▸ **AIM**: Begin at the line that has "Target: pollen-covered anther" and stop after the final line, changing "shadow" to "shade" and keeping everything else the same. Leave the pictures out.
##### RECORDS #####
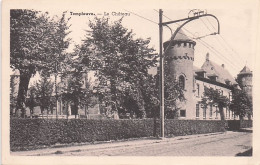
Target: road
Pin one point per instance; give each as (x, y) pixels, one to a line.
(216, 144)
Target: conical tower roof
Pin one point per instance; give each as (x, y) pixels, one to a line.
(180, 37)
(245, 70)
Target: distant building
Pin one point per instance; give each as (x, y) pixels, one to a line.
(179, 56)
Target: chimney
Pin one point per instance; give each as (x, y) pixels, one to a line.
(207, 57)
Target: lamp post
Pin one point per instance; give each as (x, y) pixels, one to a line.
(196, 15)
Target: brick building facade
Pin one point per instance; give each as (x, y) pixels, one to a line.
(179, 57)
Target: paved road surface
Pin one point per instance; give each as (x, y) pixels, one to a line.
(215, 144)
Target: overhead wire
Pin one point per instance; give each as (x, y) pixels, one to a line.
(216, 52)
(217, 39)
(199, 39)
(228, 45)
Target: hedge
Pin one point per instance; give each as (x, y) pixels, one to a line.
(237, 124)
(26, 134)
(189, 127)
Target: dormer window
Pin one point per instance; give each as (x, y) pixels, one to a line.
(201, 73)
(213, 77)
(228, 82)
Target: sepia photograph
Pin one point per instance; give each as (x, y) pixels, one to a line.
(121, 82)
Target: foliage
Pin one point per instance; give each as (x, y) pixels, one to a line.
(238, 124)
(121, 63)
(31, 101)
(37, 41)
(77, 89)
(213, 96)
(241, 104)
(13, 93)
(36, 133)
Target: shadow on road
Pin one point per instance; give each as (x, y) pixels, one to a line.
(246, 153)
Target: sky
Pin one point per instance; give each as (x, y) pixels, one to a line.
(235, 46)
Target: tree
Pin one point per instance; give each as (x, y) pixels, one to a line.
(31, 101)
(121, 63)
(212, 96)
(77, 89)
(43, 92)
(36, 42)
(241, 104)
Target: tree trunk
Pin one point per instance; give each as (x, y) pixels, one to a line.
(76, 106)
(22, 93)
(113, 93)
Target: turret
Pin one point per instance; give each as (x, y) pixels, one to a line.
(244, 79)
(179, 57)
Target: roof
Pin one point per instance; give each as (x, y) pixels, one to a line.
(245, 70)
(212, 68)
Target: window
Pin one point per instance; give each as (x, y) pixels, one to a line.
(210, 112)
(226, 113)
(216, 112)
(230, 96)
(197, 110)
(204, 112)
(182, 82)
(183, 113)
(198, 90)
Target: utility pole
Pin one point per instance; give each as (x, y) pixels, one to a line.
(193, 15)
(161, 73)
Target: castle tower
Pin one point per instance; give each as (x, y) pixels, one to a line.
(179, 57)
(244, 79)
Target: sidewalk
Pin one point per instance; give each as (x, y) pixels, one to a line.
(58, 149)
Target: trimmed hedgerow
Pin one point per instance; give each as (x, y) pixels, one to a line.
(37, 133)
(189, 127)
(237, 124)
(246, 123)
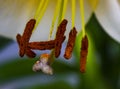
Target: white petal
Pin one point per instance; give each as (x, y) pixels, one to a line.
(108, 14)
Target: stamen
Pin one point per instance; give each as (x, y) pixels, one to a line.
(73, 12)
(41, 12)
(70, 44)
(38, 11)
(60, 37)
(24, 40)
(57, 9)
(82, 17)
(83, 54)
(63, 7)
(43, 45)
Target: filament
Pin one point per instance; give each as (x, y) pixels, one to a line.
(82, 16)
(73, 12)
(57, 9)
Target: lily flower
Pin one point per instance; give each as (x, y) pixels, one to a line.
(48, 15)
(14, 15)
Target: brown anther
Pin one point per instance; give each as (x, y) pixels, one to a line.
(83, 54)
(43, 45)
(24, 40)
(70, 44)
(60, 37)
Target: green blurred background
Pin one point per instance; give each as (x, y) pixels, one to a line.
(102, 72)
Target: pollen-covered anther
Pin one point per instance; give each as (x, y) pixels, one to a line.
(83, 54)
(70, 44)
(43, 64)
(24, 39)
(60, 37)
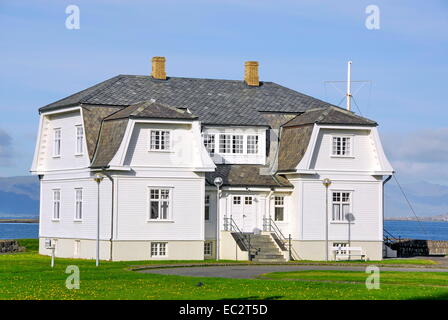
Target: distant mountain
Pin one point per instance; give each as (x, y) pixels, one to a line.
(426, 198)
(19, 197)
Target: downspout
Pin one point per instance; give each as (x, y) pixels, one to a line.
(111, 214)
(384, 182)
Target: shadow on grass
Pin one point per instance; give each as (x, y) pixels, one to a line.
(255, 298)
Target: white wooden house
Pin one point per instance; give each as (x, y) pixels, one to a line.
(160, 142)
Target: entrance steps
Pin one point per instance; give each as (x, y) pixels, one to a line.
(264, 249)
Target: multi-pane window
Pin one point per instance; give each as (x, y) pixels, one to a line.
(159, 204)
(341, 205)
(229, 143)
(209, 142)
(158, 249)
(237, 144)
(159, 140)
(78, 204)
(57, 142)
(225, 143)
(342, 146)
(208, 248)
(79, 139)
(207, 207)
(279, 208)
(56, 204)
(252, 144)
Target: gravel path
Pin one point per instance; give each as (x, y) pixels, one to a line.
(250, 272)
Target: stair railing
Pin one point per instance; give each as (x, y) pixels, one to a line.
(269, 225)
(230, 225)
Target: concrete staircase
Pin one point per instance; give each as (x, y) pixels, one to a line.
(264, 249)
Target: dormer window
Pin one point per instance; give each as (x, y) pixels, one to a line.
(79, 140)
(57, 142)
(342, 146)
(159, 140)
(231, 143)
(209, 142)
(252, 144)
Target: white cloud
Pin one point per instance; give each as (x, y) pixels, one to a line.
(419, 155)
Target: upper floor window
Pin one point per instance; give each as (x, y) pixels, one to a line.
#####
▸ **RESPONSE TO THE TASK**:
Target: pollen-covered anther
Pin one point per instance; give each as (x, y) pixels, one to a line.
(83, 54)
(70, 44)
(43, 64)
(24, 39)
(60, 37)
Target: distant mountain
Pin one point per instance; give each as (x, y) pixels, one to a line.
(426, 198)
(19, 197)
Target: downspout
Pin one point per instance; give each as (x, y) pixels, one to a line.
(111, 214)
(384, 182)
Target: shade on grass
Pin one point per instance; give each as (x, y) pixels, one to a line.
(255, 298)
Target: white wooden house
Pin one point per instance; give each as (x, y) pixels, one to a line.
(160, 142)
Target: entrance steps
Pin one point per instance; give each as (x, y) pixels, one to a line.
(264, 249)
Target: multi-pane window
Pin one point per instance; give each as (x, y) pixels, one to a line.
(159, 204)
(341, 205)
(229, 143)
(209, 142)
(158, 249)
(237, 144)
(159, 140)
(78, 204)
(57, 142)
(225, 143)
(342, 146)
(208, 248)
(79, 139)
(207, 207)
(279, 208)
(56, 204)
(252, 144)
Target: gravel path
Pin one point per instance; give each as (x, y) pixels, one to a line.
(250, 272)
Target: stair railing
Pin one point per instance; give each as (x, y) pixels, one to a line.
(269, 225)
(230, 225)
Target: concrete staircase
Pin one point per instance; give each as (x, y) pixels, one to a line.
(264, 249)
Target: dormer window
Pin one point per instance; give each as (x, y) pixels, one to a line.
(79, 140)
(57, 142)
(342, 146)
(159, 140)
(231, 143)
(209, 142)
(252, 144)
Target: white cloud
Pin one point per instance; give each as (x, y) pixels, one to a line.
(419, 155)
Target: upper floor window
Pin one point per instance; give each as (x, y) pixels, one to a line.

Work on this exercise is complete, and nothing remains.